### BRIEF
Extract every line of the data below and reproduce each one verbatim, with no alterations.

(Stored data entries)
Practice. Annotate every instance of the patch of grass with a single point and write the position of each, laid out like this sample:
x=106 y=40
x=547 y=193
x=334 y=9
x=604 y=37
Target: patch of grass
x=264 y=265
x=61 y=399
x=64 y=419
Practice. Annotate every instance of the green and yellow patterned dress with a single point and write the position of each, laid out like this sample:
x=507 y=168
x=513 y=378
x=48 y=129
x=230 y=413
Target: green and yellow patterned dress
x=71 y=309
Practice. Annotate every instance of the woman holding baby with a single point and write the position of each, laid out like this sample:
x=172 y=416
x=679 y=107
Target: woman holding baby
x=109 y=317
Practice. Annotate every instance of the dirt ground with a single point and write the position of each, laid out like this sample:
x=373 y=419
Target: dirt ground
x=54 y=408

### ANSWER
Practice. Annotate every instance of the patch of grass with a single point and write the position of each, laid out like this sample:
x=106 y=40
x=547 y=193
x=334 y=9
x=604 y=37
Target: patch of grass
x=264 y=265
x=61 y=399
x=64 y=419
Practice. Annotate every instance of the green and yellow patterned dress with a single point and write the position of each, laid out like this sample:
x=507 y=168
x=513 y=378
x=48 y=129
x=230 y=413
Target: green and yellow patterned dress
x=71 y=309
Practice. Annotate every instance of the woman holding baby with a single point and write the position of each, laid out like this sample:
x=172 y=416
x=679 y=107
Target: woman holding baby
x=109 y=317
Practice. Annotate every instance of the dirt ground with a single point and write the position of each, laid out like this sample:
x=373 y=419
Target: dirt ground
x=54 y=408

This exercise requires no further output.